# start of EXERCISE INPUTS

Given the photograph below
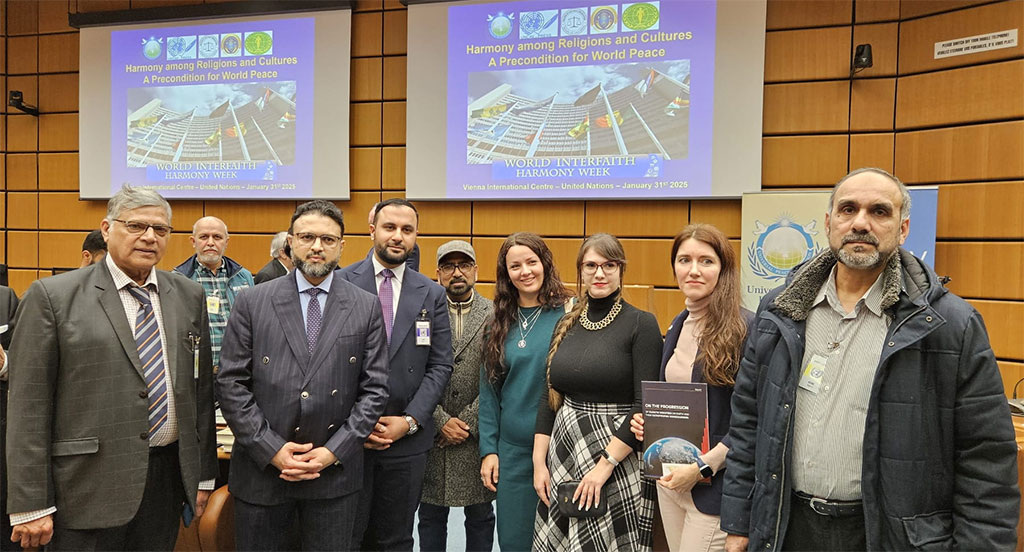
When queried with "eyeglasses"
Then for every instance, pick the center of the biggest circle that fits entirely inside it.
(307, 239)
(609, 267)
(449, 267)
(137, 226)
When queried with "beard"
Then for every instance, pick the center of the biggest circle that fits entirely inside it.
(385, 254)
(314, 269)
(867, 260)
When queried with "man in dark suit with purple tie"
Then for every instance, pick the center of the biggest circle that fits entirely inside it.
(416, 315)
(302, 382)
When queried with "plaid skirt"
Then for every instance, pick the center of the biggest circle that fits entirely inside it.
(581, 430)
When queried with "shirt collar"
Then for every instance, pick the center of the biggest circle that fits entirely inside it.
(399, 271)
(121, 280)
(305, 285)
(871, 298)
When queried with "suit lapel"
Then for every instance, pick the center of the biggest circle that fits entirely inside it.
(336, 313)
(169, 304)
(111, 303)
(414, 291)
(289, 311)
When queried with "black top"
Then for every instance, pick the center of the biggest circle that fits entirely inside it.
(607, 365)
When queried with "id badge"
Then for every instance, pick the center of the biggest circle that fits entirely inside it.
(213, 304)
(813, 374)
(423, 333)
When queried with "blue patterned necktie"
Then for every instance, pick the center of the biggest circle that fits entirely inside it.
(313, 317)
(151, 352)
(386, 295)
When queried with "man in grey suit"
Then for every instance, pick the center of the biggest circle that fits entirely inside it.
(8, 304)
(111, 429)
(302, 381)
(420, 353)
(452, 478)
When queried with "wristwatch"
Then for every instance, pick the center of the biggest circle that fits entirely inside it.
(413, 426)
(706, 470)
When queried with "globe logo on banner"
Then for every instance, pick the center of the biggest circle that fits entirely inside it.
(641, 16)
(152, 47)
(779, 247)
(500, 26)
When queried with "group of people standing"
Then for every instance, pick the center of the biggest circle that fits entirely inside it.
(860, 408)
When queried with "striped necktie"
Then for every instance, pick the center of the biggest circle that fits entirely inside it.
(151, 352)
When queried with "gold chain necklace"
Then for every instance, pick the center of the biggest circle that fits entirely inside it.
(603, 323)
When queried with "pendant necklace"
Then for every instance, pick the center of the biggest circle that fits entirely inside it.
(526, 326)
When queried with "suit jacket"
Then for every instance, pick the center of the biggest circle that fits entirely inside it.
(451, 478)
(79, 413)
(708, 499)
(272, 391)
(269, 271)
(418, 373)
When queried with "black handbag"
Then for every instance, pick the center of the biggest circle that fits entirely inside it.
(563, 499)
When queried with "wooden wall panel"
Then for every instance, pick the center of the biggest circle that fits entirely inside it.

# end of EXERCISE INPUTS

SET EXERCISE = All entries are to be retyped exactly. Omit any embedded images.

FINAL RESULT =
Given the photograph below
When queried with "eyeglasses"
Then for every instance, pick the center of the biggest circle that fits entirely inside it.
(307, 239)
(609, 267)
(449, 267)
(137, 226)
When queried with "beard"
Then for every instance, pick the center of the biggest circle that fits entirely inside it.
(385, 254)
(314, 269)
(867, 260)
When queried with "man in dark suit with purple tie"
Then for every instance, pick the center of the biggest circle that fits entirely inside it.
(416, 315)
(302, 382)
When queried with "plaid skirt"
Then for every instance, pick the center of the biggest circle that fits entirely inside it.
(581, 430)
When queried with "shirt collar"
Then for every instance, pick the center of the biggest circle that fits entirely inside it.
(399, 271)
(121, 280)
(305, 285)
(871, 298)
When queried with "suit lapel"
Then for every instance, pick the center of the biggest circle that fits entirely inside it.
(336, 313)
(169, 304)
(111, 303)
(414, 291)
(289, 311)
When queried with "black top"
Then for every instance, pick the center of the biggest circle that fits entirely inside it.
(607, 365)
When queried with "id badge"
Then for every instance, pick the center of the biggest circle that fits entirely inside it.
(213, 304)
(813, 374)
(423, 333)
When queried with "blue patterned necktie"
Then for every instance, pick the center of the biggest circle that fits entirely inside it.
(313, 317)
(151, 352)
(386, 295)
When queried with "man in grey suit"
Then for every instance, pick the center of the biggest circle that fits entirely inside it.
(8, 304)
(111, 429)
(302, 381)
(420, 353)
(452, 478)
When queried with "wristwatch"
Then for every instance, pick the center of the biggest circle that fits entirely inside it.
(413, 426)
(706, 470)
When queried with "globe logo on banner"
Then for every instance, pick the center of the biggest circle that fits entirely inside it.
(641, 16)
(152, 47)
(779, 247)
(500, 26)
When queried with "group of people standing"
Then for every instance, pick the center of the biggest circle that fits entirely inside it.
(860, 408)
When queried with "striped necktie"
Then for every instance, pick the center of the biggest circle that fits entirely inside it.
(151, 352)
When queried with "gold chain necklace"
Then for every instance, pick the center of the biggest circle that fits entirely inside it.
(603, 323)
When queried with "pendant necklace"
Then for every instance, pick the center of the biggest circle that fits entirely inside it.
(526, 326)
When queried with "suit jacket"
Then for every instance, pick the center of the biggest circle that fits entirely inside it.
(451, 478)
(79, 413)
(708, 499)
(272, 391)
(269, 271)
(418, 373)
When queried with "black handbag"
Then for every instance, pick the center of the biggest circle that fits entirely inside it.
(563, 499)
When queried with "wooden wall panel"
Then for every instance, pick the center of the biggest circle that fits entirely inside it.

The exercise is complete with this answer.